--- Job 1 ---
Answer these questions using the Beatles text:
(a) Which Beethoven piece, played by Yoko Ono, inspired Lennon to write "Because"?
(b) Who lent the yacht on which Ringo talked about octopuses?
(c) At which studios did the group gather on January 2, 1969?

(Continued from Part Ten)
"Because" is one of the great songs on Abbey Road, the final song recorded for that great album. Lennon was inspired to write it when his wife Yoko Ono, a classically-trained pianist, played Beethoven's Piano Sonata No. 14 in C-sharp minor, Op. 27, No. 2--the Moonlight Sonata.
Listening to the song, John asked Yoko to play the chords backwards, and he wrote this song as the result of that chord progression, although not an exact reversal. Producer George Martin played an electric Baldwin harpsichord on the track.
"Maxwell's Silver Hammer" is another of the Beatles' best of their last few years, featuring clever lyrics from McCartney as he explained to Barry Miles:
"Maxwell's Silver Hammer" was my analogy
for when something goes wrong out of the
blue, as it so often does, as I was
beginning to find out at that time in my life.
I wanted something symbolic of that, so to
me it was some fictitious character called
Maxwell with a silver hammer. I don't know
why it was silver, it just sounded better
than Maxwell's hammer. We still use that
expression even now when something
unexpected happens.
Paul presented the group with this song on the second day of what were the "Get Back" sessions in January of 1969. A throwback to the 50's, here is "Oh! Darling".
One of the longest songs in the Beatles' catalog, this Lennon song only uses fifteen words to tell of John's deep feelings for Yoko Ono. "Lennon's passion for Ono had shaken him to the core," wrote author Ian MacDonald in his book Revolution In The Head. "Sexually addicted to her, he was helplessly dependent...Lennon is literally obsessed." John makes his intentions known in "I Want You (She's So Heavy)".
To this point, Ringo had sung lead vocals on few Beatles songs, and had written less than those (just one to this point). On January 3, Starr demoed two of his compositions ("Taking A Trip To Carolina" and "Picasso" on piano for Paul and George. The group didn't work any further on either.
The following day, Ringo brought in another of his songs. As January 4th was characterized by mostly arguing and jamming, the Beatles devoted little time to the song. Starr pushed the song further on January 23rd and the 26th. The rest of the group finally warmed to the song. Ringo explained his song's background:Peter Sellers had lent us his yacht and we
went out for the day. I stayed out on deck
with him and we talked about octopuses.
He told me that they hang out in their
caves and they go around the seabed
finding shiny stones and tin cans and
bottles to put in front of their cave like a
garden. I thought this was fabulous,
because at the time I just wanted to be
under the sea too.
Later that afternoon, Ringo had the song written on a guitar. He took it to Harrison, who transposed some of the chords. Here is Starr's "Octopus's Garden".
“I wasn’t Lennon, or I wasn’t McCartney. I was me, Harrison said in 1969. "And the only reason I started to write songs was because I thought, ‘Well, if they can write them, I can write them.’” Given the prolific output of Lennon/McCartney songs, it was difficult for George to get a song placed on a Beatles album.
When the group gathered at Twickenham Studios on January 2, 1969, George had accumulated several good songs such as "Isn't It A Pity" and "All Things Must Pass", two songs he later recorded in his solo career.

--- Job 2 ---
Return every line of the rows below that contains the string "building". Case counts.

--- Object point labels ---
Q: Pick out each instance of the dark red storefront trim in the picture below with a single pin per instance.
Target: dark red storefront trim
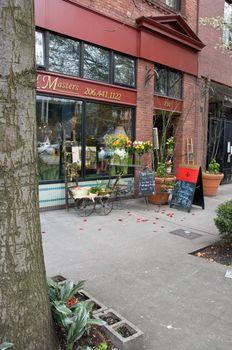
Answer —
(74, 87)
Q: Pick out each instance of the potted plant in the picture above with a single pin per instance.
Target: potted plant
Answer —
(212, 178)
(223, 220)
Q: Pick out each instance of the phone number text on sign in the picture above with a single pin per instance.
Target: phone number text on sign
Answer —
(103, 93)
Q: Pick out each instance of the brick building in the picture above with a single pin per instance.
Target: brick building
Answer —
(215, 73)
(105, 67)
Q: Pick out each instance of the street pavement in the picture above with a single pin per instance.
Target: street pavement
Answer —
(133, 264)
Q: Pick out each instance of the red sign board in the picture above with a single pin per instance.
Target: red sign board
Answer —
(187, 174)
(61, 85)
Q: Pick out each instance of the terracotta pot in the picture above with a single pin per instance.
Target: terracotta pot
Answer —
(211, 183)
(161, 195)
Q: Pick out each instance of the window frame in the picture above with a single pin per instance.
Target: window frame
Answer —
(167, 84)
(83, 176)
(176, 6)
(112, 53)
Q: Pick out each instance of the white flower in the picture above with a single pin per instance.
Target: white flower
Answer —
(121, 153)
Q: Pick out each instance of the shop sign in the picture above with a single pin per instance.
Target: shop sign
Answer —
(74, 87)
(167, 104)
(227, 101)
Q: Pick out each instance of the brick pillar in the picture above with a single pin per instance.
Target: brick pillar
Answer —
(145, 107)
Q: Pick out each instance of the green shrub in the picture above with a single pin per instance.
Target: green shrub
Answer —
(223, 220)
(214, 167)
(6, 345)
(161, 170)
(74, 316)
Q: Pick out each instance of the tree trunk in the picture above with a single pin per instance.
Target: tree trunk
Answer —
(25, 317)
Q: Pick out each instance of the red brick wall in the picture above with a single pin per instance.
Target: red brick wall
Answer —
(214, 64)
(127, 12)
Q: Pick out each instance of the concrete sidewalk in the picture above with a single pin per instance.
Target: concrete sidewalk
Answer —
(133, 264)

--- Task response 1 ---
(a) Piano Sonata No. 14 in C-sharp minor, Op. 27, No. 2, the Moonlight Sonata
(b) Peter Sellers
(c) Twickenham Studios

--- Task response 2 ---
Q: Pick out each instance of the brick building in the picture above with a single pin per instance.
Target: brick building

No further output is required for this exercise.